Start of Document excerpt

When I conceived this idea last year, I had noticed Charlie Blackmon and Curtis Granderson behaving in unusual ways. The former, building upon a breakout 2014 campaign, had cut down his chase rate (O-Swing%), or swing rate on pitches outside the zone, in a big way. Curtis Granderson, who had floundered for a couple of seasons since his power waned, was experiencing a sort of offensive rebirth thanks in part, probably, to a similarly remarkable shift in patience and discernment.

Blackmon ultimately improved his chase rate by almost seven percentage points, according to PITCHf/x data. It didn’t really manifest in a profoundly better walk rate, but it’s a peculiar development nonetheless. Depending on whom you ask, Granderson’s chase rate improvement was anywhere from moderately large (Baseball Info Solutions) to negligible (PITCHf/x). Still, in light of a career-best 13.3 percent walk rate, this author has taken notice.

Such developments in regard to peripheral plate discipline metrics, rather predictably, play an important role in determining statistics that describe a hitter’s plate discipline, such as strikeout rate (K%) and walk rate (BB%). Indeed, a hitter’s O-Swing% correlates very strongly negatively (r = -0.66) with his walk rate; those fewer swings on non-strikes induce more called balls, bringing the hitter marginally closer to a base on balls.

Perhaps the more critical question, therefore, regards the sustainability of such improvements. When assessed in a vacuum, how sustainable are their yearly improvements to their plate discipline peripherals? Moreover, does the magnitude of the improvement (or decline) affect said sustainability? If so, to what degree?

FanGraphs lists four primary plate discipline outcomes:

  1. O-Swing%
  2. O-Contact%, or the percentage of swings outside the zone that make contact
  3. Z-Swing%, or the percentage of swings on pitches inside the zone
  4. Z-Contact%, or the percentage of swings inside the zone that make contact

Here, I will focus on the former and latter of the group. Like its counterpart, Z-Contact% correlates very strongly negatively (r = -0.83) with a hitter’s strikeouts. Again, this makes sense, given a hitter will likely maximize his offensive production—or, perhaps, minimize his offensive failures—via (solid) contact on pitches in the zone. Together, O-Swing% and Z-Contact% by themselves paint a fairly comprehensive, albeit still simplified and somewhat abstracted, portrait of a hitter’s plate discipline.

End of Document excerpt

# Tasks to carry out:
1. List the four plate discipline outcomes that FanGraphs names, according to the plate discipline text.
2. In the plate discipline text, what walk rate did Curtis Granderson post?
3. From the plate discipline text, output the passage that opens with the words containing "FanGraphs lists four" and closes with "hitter’s plate discipline.".
The records below come from a separate source, unrelated to the plate discipline text.

Start of Raw data

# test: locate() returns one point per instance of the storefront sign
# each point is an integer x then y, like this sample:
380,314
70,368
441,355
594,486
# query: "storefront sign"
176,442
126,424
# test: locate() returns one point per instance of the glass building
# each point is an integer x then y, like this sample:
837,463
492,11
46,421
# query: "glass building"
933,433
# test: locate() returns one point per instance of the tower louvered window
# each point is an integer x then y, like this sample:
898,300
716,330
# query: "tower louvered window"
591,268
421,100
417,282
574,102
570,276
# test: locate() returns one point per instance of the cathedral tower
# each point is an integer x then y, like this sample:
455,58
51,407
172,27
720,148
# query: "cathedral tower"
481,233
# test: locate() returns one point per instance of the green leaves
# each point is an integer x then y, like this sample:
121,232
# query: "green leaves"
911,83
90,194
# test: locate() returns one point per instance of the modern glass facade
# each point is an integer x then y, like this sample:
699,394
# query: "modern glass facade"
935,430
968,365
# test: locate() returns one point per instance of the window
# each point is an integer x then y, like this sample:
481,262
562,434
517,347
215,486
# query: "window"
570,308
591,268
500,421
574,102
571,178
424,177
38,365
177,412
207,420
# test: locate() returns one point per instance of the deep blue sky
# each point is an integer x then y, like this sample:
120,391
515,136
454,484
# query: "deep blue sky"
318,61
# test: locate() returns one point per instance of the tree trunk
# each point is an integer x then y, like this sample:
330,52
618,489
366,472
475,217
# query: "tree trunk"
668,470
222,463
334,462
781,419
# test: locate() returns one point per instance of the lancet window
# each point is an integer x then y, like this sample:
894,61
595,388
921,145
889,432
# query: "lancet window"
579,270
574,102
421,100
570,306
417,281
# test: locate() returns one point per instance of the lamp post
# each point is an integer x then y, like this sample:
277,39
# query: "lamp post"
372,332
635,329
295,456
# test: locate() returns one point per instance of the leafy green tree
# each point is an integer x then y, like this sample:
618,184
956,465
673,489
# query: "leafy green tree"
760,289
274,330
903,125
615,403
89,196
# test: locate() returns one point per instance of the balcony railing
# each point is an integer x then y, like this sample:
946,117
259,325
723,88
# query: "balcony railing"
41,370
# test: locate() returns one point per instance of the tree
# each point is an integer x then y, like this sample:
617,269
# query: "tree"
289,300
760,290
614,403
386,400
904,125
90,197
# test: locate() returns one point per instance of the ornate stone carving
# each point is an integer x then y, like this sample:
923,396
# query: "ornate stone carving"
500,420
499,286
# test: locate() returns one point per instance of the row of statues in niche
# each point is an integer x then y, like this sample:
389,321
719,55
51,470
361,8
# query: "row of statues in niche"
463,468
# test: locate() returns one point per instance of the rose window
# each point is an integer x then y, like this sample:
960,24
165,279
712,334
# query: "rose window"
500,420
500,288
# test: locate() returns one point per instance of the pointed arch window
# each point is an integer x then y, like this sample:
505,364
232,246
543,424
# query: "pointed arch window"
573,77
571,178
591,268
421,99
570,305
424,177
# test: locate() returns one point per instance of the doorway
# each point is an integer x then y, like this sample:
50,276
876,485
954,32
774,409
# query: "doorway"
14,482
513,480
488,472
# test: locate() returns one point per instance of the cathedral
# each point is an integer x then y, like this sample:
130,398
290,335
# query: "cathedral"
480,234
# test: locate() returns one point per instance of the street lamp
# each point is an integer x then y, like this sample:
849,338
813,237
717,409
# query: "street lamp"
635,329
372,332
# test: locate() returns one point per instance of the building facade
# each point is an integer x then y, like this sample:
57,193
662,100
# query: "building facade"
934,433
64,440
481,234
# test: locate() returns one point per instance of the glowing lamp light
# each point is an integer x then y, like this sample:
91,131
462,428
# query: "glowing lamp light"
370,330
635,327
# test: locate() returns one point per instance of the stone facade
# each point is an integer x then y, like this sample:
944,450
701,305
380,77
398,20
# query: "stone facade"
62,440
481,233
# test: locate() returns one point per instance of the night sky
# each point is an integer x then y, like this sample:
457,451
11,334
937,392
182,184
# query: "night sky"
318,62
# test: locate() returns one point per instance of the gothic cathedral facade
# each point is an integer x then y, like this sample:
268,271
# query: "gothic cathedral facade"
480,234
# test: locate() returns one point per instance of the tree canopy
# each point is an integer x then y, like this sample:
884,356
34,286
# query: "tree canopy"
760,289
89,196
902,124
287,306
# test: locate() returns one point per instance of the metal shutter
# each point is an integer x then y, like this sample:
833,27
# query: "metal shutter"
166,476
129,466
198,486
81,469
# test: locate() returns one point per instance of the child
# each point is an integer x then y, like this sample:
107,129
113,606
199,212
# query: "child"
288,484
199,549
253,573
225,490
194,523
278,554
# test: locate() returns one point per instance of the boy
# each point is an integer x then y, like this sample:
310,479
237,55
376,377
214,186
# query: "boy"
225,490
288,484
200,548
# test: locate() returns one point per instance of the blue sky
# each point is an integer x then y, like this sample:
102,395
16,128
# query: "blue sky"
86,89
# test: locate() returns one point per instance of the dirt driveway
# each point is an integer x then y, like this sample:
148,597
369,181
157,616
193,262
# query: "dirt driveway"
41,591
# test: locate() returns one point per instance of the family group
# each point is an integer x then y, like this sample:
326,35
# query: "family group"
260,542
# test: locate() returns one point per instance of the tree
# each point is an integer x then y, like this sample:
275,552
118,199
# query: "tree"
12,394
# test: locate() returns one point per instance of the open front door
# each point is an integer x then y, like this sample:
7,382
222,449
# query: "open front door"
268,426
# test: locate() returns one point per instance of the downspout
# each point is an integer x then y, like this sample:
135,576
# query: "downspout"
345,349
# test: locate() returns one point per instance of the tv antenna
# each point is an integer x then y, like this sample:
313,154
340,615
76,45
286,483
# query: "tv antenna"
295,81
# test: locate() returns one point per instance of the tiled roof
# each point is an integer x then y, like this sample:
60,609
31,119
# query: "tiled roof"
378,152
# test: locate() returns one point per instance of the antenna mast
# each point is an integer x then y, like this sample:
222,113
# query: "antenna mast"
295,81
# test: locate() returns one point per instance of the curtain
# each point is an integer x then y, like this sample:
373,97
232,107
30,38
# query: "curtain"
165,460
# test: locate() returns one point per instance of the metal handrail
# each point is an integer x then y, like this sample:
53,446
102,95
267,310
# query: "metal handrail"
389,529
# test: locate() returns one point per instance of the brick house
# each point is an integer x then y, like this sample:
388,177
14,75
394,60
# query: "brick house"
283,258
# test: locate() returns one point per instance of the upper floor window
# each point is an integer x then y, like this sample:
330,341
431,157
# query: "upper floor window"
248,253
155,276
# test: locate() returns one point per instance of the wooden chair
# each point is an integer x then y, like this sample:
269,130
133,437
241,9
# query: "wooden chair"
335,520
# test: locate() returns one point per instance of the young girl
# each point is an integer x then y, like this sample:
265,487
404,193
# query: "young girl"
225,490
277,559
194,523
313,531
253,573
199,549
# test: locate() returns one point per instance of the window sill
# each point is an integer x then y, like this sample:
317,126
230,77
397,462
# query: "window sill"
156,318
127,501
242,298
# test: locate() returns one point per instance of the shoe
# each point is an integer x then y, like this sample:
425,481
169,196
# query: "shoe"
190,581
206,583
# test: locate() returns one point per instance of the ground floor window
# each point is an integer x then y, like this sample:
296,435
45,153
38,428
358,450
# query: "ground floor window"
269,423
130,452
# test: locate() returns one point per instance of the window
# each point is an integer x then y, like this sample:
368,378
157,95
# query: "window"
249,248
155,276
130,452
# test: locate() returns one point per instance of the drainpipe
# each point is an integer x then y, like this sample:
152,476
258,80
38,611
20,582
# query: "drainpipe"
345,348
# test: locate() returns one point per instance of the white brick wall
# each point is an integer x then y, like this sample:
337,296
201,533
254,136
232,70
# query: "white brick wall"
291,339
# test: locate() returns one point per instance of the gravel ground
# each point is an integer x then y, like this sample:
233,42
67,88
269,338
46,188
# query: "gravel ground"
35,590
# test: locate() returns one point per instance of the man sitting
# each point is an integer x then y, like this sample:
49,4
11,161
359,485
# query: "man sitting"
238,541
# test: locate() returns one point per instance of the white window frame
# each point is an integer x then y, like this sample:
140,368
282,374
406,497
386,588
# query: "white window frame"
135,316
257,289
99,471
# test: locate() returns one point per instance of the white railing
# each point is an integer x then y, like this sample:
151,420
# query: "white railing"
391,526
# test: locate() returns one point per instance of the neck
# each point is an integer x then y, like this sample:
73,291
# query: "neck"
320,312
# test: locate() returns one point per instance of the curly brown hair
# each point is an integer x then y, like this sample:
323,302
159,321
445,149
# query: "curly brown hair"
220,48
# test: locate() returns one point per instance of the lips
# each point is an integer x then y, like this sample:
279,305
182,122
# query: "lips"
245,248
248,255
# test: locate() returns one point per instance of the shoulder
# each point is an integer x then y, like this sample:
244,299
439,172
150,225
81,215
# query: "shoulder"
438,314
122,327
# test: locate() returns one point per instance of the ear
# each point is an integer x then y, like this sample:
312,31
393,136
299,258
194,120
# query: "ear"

End of Raw data

# Answers to the tasks:
1. O-Swing%, O-Contact%, Z-Swing%, Z-Contact%

2. A career-best 13.3 percent.

3.
FanGraphs lists four primary plate discipline outcomes:

  1. O-Swing%
  2. O-Contact%, or the percentage of swings outside the zone that make contact
  3. Z-Swing%, or the percentage of swings on pitches inside the zone
  4. Z-Contact%, or the percentage of swings inside the zone that make contact

Here, I will focus on the former and latter of the group. Like its counterpart, Z-Contact% correlates very strongly negatively (r = -0.83) with a hitter’s strikeouts. Again, this makes sense, given a hitter will likely maximize his offensive production—or, perhaps, minimize his offensive failures—via (solid) contact on pitches in the zone. Together, O-Swing% and Z-Contact% by themselves paint a fairly comprehensive, albeit still simplified and somewhat abstracted, portrait of a hitter’s plate discipline.